**** DOCUMENT PASSAGE
# Has the LED finally reached HID out put?



## Northern Lights (Jan 5, 2012)

Recently I obtained a bicycle headlight that is also worn on a head band, a real "head light". It is running a cree xml t6 at 1200 lumens, they say.

I believe it as it puts to shame all my P7's, some DIY and others are Chinese, three on @50mm reflectors and one is even a tri-p7 on a Nuwai TM-800x3. 


more picts here: link

So now I see two tri-xml t6's that are on twoi 18650s wdhich limits run time and those lights are sold by DX. They rate them 3000 lumes. 

My HID N30 rated in the 3k lumen area is a spot and is useless up close and needs a difuser. The multi LED heads by nature are flood, area, lights.

I see the 3000 lumen flashlights more useful to me than spot lights at the same lumen output as I need light close, not a mile down the road. 

I wonder if these new tri-xml's will fit the bill of a floody spot light?


----------



## Mr. Tone (Jan 5, 2012)

I don't know about the DX tri-XML but the Dry brand has a lot of fans around here. Sbflashlights and cnqualitygoods sell the Dry 3 x XML in cool, neutral, and warm white. There is also a version that is direct drive on high. It would make a good floody spotlight with throw similar to a Dereelight DBS but way more lumens, of course.

As far as a single XML, my Thrunite Catapult V3 is driving it the full 3amps(per Cree) and it gets around 750 OTF lumens and 40,000ish candlepower. I also have a Titanium Innovations N30 and can easily say that a single XML fully driven is a long ways off from the output of my N30. The direct drive Dry 3-XML would probably be close in lumens output, though. It would have probably a 1/10 of the candlepower, but if lumens is all you want then 3-XML fully driven will get you close to N30 lumens. I do not know what kind of OTF the N30 would measure, if it would be as much a loss as the XML. If the N30 is around 3200 OTF then you would need 4-XML at 3amps each to achieve that.
********
**** COLLECTED MATERIAL
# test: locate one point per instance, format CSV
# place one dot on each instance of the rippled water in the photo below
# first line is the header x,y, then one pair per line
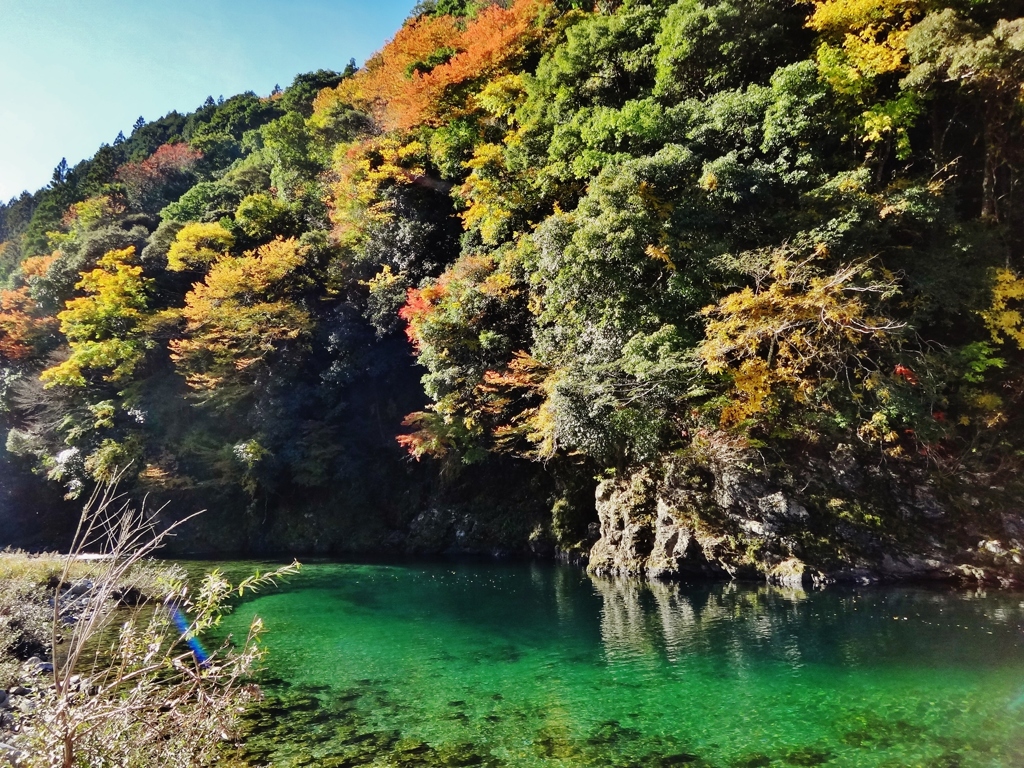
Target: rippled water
********
▶ [GOAL]:
Transcribe everything in the flashlight thread from "My HID N30 rated" down to "floody spot light?".

▶ [EXPECTED ANSWER]:
My HID N30 rated in the 3k lumen area is a spot and is useless up close and needs a difuser. The multi LED heads by nature are flood, area, lights.

I see the 3000 lumen flashlights more useful to me than spot lights at the same lumen output as I need light close, not a mile down the road. 

I wonder if these new tri-xml's will fit the bill of a floody spot light?